[Start]

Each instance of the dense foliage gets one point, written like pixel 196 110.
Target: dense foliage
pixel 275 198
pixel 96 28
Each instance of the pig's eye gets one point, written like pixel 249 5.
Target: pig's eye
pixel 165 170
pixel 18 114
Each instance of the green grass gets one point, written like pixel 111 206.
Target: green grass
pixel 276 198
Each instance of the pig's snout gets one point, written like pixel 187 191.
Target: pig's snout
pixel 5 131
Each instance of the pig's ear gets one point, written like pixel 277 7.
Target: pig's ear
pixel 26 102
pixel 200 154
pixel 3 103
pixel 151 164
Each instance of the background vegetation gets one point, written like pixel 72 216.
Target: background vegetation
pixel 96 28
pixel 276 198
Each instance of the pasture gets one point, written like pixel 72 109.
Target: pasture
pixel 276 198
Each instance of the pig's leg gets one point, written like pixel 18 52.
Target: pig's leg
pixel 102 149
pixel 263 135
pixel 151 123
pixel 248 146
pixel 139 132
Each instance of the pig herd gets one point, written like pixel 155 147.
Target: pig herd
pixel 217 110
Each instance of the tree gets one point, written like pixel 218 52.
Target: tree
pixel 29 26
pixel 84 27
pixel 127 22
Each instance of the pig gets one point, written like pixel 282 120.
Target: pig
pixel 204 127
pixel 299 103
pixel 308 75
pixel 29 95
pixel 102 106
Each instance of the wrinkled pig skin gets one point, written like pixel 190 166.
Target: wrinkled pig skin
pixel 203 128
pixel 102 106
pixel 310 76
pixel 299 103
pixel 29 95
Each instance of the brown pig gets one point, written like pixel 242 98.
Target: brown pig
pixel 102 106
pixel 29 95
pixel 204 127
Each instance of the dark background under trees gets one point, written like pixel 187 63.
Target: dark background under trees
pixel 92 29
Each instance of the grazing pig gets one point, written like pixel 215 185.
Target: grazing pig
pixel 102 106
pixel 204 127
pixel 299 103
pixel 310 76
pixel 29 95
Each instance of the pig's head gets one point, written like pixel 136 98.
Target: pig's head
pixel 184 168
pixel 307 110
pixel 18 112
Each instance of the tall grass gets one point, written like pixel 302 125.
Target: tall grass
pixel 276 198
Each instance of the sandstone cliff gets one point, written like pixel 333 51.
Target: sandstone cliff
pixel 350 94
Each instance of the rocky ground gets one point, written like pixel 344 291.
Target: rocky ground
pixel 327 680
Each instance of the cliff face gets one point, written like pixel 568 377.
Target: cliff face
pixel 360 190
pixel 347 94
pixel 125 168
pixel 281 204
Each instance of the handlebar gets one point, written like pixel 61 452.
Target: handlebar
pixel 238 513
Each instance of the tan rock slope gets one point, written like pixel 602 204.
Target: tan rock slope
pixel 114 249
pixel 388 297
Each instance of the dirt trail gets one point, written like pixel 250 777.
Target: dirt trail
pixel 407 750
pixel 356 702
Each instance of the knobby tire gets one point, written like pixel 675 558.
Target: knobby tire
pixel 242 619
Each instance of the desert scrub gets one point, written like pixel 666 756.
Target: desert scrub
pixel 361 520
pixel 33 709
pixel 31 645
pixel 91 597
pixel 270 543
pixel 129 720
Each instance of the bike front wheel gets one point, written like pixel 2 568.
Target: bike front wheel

[End]

| Given task |
Reproduce every item above word for word, changing nothing.

| Exercise response |
Each instance of the dense foliage gets one point, written like pixel 196 110.
Target: dense foliage
pixel 275 198
pixel 96 28
Each instance of the pig's eye gets one point, written like pixel 249 5.
Target: pig's eye
pixel 165 170
pixel 18 114
Each instance of the green grass gets one point, written like pixel 111 206.
Target: green grass
pixel 276 198
Each instance of the pig's snout gets one point, written like pixel 187 191.
Target: pig's snout
pixel 5 131
Each instance of the pig's ear gets one point, written like pixel 277 7.
Target: pig's ear
pixel 26 102
pixel 200 154
pixel 3 103
pixel 151 164
Each instance of the background vegetation gets one point, written like pixel 72 216.
Target: background vegetation
pixel 96 28
pixel 276 198
Each instance of the pasture gets one point, written like pixel 72 109.
Target: pasture
pixel 276 198
Each instance of the pig's leg gets one point, written like pixel 18 52.
Target: pig's leg
pixel 102 149
pixel 263 135
pixel 151 123
pixel 248 146
pixel 139 132
Each instance of the pig herd gets one point, written like pixel 155 147.
Target: pig herd
pixel 217 110
Each instance of the tree gets one point, written like pixel 218 52.
Target: tree
pixel 29 26
pixel 84 27
pixel 127 22
Each instance of the pig gets one point, written like pixel 282 120.
Target: pig
pixel 204 127
pixel 299 103
pixel 308 75
pixel 29 95
pixel 102 106
Each instance of the wrinkled pig skin gets one point, written like pixel 190 166.
Target: wrinkled pig skin
pixel 203 128
pixel 102 106
pixel 310 76
pixel 299 103
pixel 29 95
Each instance of the brown pig gets one point, written like pixel 242 98.
Target: brown pig
pixel 102 106
pixel 29 95
pixel 204 127
Each instance of the dark background under trees gets one point, written like pixel 187 63.
Target: dark background under trees
pixel 92 29
Each instance of the grazing pig gets one point, written like pixel 215 185.
Target: grazing pig
pixel 102 106
pixel 204 127
pixel 299 103
pixel 310 76
pixel 29 95
Each instance of the pig's head gets one point, written like pixel 136 98.
Target: pig's head
pixel 184 168
pixel 307 110
pixel 18 112
Each instance of the tall grass gets one point, written like pixel 302 125.
Target: tall grass
pixel 276 198
Each instance of the sandstone cliff gets one point, written like pixel 333 51.
Target: sandstone cliff
pixel 350 94
Each instance of the rocky ground gets one point, written like pixel 344 291.
Target: rocky ground
pixel 327 680
Each instance of the cliff face gets one point, written like pixel 568 377.
Target: cliff face
pixel 360 190
pixel 347 94
pixel 125 168
pixel 281 204
Each instance of the handlebar gets one point, written like pixel 61 452.
Target: handlebar
pixel 238 513
Each instance of the tan rock slope gets one point, written like pixel 602 204.
Target: tan rock slope
pixel 114 249
pixel 388 297
Each instance of the dirt trail gets one point, written like pixel 250 777.
Target: dirt trail
pixel 407 750
pixel 356 702
Each instance of the knobby tire gets one point, written like pixel 675 558.
Target: knobby tire
pixel 242 619
Each instance of the desert scrub gets one point, written like pixel 666 756.
Target: desert scrub
pixel 361 520
pixel 33 709
pixel 31 645
pixel 91 597
pixel 270 543
pixel 129 720
Each instance of the bike front wheel gets one point, written like pixel 2 568.
Target: bike front wheel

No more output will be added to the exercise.